After ceremony, you'll likely feel physically exhausted and emotionally tender. Many people sleep deeply afterward, while others prefer quiet reflection or gentle conversation with fellow participants.


Preparing Your Body, Mind, and Spirit for Ayahuasca

Preparation is not optional—it is essential to approaching Ayahuasca with the reverence She deserves and the safety your system requires. Proper preparation creates the foundation for deeper healing and reduces potential risks.

Physical Preparation: The Ayahuasca Diet

Most traditions recommend following a modified diet for at least one week before ceremony (ideally 2-4 weeks). This "dieta" serves multiple purposes: it cleanses your body of substances that could cause dangerous interactions with the MAOIs in Ayahuasca, it reduces the intensity of physical discomfort during ceremony, and it demonstrates commitment and respect to the plant spirits.

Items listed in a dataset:

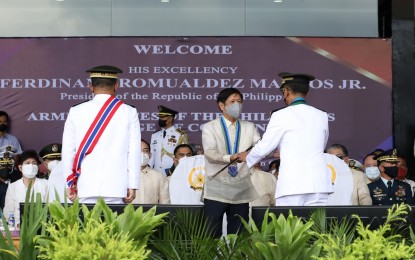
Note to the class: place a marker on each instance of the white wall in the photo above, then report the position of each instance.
(77, 18)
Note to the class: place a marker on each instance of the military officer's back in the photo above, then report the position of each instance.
(387, 190)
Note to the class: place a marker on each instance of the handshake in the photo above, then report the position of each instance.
(239, 157)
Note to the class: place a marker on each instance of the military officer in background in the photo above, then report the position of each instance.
(52, 156)
(165, 141)
(387, 190)
(154, 188)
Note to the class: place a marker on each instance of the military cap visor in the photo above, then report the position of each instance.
(294, 78)
(165, 111)
(104, 71)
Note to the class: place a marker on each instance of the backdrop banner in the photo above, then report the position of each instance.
(41, 78)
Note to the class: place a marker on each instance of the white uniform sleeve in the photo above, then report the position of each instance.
(270, 140)
(68, 146)
(134, 152)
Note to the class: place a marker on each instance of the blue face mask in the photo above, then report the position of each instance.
(372, 172)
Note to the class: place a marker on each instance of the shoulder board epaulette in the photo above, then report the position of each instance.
(180, 131)
(130, 105)
(275, 110)
(80, 103)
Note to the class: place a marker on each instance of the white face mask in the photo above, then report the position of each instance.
(372, 172)
(144, 159)
(30, 170)
(234, 110)
(52, 164)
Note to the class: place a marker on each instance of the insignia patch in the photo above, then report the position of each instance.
(55, 148)
(196, 178)
(172, 139)
(377, 191)
(400, 192)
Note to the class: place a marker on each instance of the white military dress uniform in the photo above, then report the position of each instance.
(162, 147)
(154, 188)
(300, 133)
(114, 164)
(265, 184)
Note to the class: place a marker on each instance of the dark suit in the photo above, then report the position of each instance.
(400, 193)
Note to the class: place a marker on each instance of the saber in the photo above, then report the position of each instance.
(233, 161)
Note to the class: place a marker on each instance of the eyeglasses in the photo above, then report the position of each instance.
(27, 163)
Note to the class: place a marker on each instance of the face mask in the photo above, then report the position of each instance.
(4, 173)
(52, 164)
(3, 128)
(162, 123)
(391, 171)
(372, 172)
(402, 173)
(234, 110)
(144, 159)
(30, 170)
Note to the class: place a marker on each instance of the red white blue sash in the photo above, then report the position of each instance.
(91, 137)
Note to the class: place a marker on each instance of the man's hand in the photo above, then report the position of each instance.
(71, 194)
(130, 196)
(242, 156)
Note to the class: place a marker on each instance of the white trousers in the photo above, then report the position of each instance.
(309, 199)
(108, 200)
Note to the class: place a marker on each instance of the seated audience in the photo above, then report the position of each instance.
(182, 150)
(28, 164)
(403, 172)
(153, 185)
(360, 195)
(371, 168)
(6, 168)
(52, 155)
(387, 190)
(274, 167)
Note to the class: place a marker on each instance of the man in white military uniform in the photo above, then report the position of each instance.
(164, 141)
(52, 155)
(101, 142)
(265, 184)
(300, 133)
(227, 190)
(154, 188)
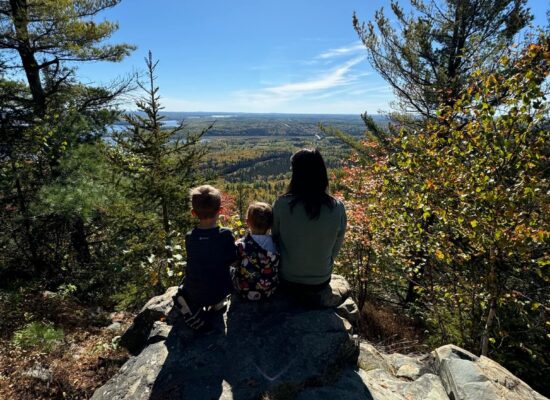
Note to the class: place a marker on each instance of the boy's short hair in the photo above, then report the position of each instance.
(260, 215)
(206, 201)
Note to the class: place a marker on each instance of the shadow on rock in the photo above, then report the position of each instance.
(268, 348)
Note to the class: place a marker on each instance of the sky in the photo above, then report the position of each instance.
(283, 56)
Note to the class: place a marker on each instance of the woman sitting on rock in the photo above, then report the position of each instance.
(309, 226)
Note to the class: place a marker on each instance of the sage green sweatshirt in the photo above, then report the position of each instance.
(308, 247)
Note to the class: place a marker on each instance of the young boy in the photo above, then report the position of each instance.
(255, 275)
(210, 252)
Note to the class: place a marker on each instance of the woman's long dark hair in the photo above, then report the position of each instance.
(309, 182)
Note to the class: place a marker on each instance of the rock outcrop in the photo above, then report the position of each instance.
(279, 350)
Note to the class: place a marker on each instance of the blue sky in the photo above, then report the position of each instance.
(288, 56)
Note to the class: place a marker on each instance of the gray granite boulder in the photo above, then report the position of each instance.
(278, 349)
(255, 349)
(468, 377)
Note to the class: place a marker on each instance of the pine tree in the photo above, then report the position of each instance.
(428, 57)
(161, 163)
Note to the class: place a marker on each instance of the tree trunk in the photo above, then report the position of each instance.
(19, 12)
(488, 326)
(26, 219)
(80, 242)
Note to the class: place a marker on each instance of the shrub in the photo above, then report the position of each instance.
(41, 335)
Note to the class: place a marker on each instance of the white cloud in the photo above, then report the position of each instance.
(337, 85)
(342, 51)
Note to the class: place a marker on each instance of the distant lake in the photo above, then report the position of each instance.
(167, 123)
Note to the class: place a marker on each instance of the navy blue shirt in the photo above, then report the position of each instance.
(210, 252)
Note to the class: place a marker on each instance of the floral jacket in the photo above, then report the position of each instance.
(256, 274)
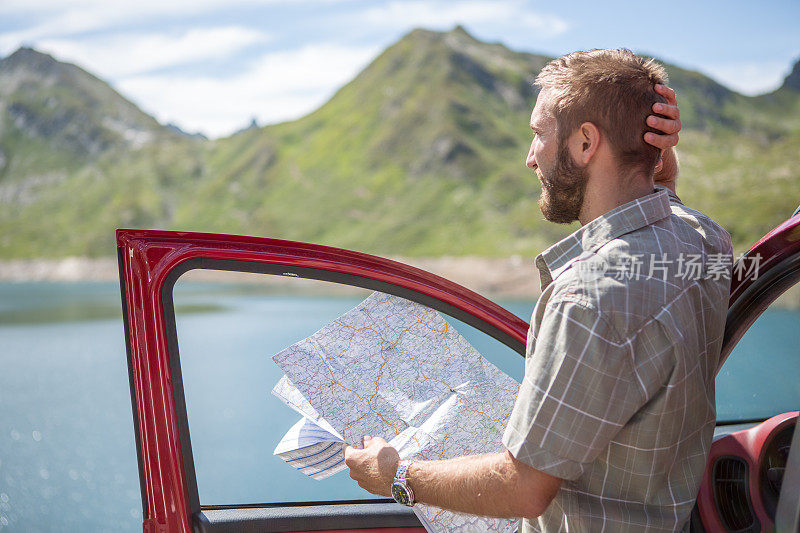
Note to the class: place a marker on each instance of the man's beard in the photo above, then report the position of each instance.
(563, 189)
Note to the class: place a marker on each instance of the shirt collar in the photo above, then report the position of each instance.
(615, 223)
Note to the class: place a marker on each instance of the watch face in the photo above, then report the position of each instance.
(400, 494)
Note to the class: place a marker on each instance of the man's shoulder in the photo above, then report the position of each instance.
(637, 275)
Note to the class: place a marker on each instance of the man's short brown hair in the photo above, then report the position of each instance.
(614, 90)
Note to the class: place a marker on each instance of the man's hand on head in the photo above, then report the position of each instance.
(374, 466)
(666, 119)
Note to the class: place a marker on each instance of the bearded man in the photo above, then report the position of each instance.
(615, 414)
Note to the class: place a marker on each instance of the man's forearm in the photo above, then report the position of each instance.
(491, 485)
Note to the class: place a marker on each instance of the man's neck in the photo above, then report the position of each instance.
(607, 192)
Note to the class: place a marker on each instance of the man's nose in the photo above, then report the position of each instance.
(530, 161)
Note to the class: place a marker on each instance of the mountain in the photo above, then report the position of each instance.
(421, 154)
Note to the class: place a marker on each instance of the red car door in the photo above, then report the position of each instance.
(150, 262)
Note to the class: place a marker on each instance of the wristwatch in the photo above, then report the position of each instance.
(401, 492)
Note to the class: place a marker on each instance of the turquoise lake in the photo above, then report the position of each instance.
(67, 455)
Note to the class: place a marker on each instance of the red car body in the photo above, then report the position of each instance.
(151, 262)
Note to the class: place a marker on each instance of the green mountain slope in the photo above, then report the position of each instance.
(421, 154)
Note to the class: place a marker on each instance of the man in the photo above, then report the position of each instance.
(613, 421)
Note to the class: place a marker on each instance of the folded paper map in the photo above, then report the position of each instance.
(395, 369)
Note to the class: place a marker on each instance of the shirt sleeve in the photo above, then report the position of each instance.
(578, 391)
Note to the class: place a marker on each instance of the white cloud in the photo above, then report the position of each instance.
(62, 18)
(279, 86)
(476, 13)
(121, 55)
(749, 78)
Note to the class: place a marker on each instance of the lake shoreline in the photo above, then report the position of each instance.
(514, 277)
(496, 278)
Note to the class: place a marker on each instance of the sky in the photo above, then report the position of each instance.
(211, 66)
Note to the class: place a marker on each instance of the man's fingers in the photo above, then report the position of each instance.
(670, 111)
(667, 93)
(666, 125)
(661, 141)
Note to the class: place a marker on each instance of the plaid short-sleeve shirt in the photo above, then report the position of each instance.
(618, 393)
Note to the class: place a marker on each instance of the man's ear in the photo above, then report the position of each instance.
(585, 142)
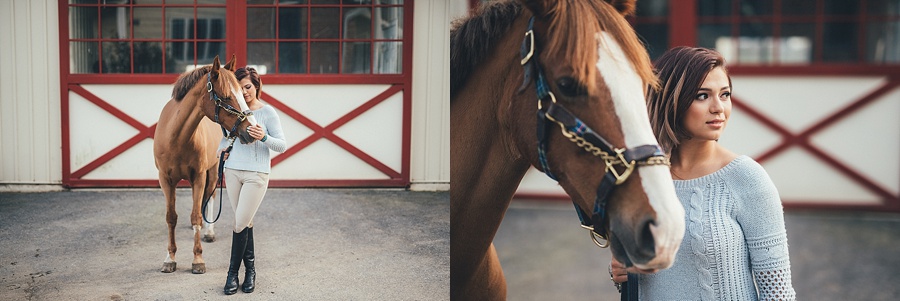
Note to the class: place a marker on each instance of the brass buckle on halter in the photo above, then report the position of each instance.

-- Actions to take --
**A)** In the text on preparing for Ayahuasca, start at "Preparation is not" and stop after "reduces potential risks.", substituting "groundwork" for "foundation".
**B)** Resume the text on preparing for Ayahuasca from the point where it stops.

-- List of answers --
**A)**
Preparation is not optional—it is essential to approaching Ayahuasca with the reverence She deserves and the safety your system requires. Proper preparation creates the groundwork for deeper healing and reduces potential risks.

**B)**
Foods to Avoid:

  • Aged, fermented, or cured foods (aged cheeses, sauerkraut, kimchi, miso, soy sauce)

  • Cured, smoked, or processed meats (salami, pepperoni, hot dogs, bacon)

  • Alcohol in any form

  • Excessive salt and sugar

  • Spicy foods

  • Fried foods

  • Red meat and pork (ideally 3-7 days before)

  • Caffeine (reduce or eliminate)

  • Chocolate (contains tyramine)

  • Overripe or bruised fruits (particularly bananas and avocados)

Foods to Emphasize:

  • Fresh vegetables and fruits

  • Plain grains (rice, quinoa, oats)

  • Legumes (beans, lentils)

  • Simple fish or chicken (if consuming animal products)

  • Herbal teas

  • Plenty of clean water

Strict Medications and Supplements to Avoid:

Certain substances create dangerous interactions with the MAOIs in Ayahuasca and must be completely avoided. These include:

  • SSRIs and SNRIs (antidepressants) — typically require 4-6 weeks clearance

  • MAOIs (other monoamine oxidase inhibitors)

  • Stimulants (including ADHD medications)

  • Weight loss medications

  • St. John's Wort

  • Many recreational drugs (MDMA, cocaine, amphetamines)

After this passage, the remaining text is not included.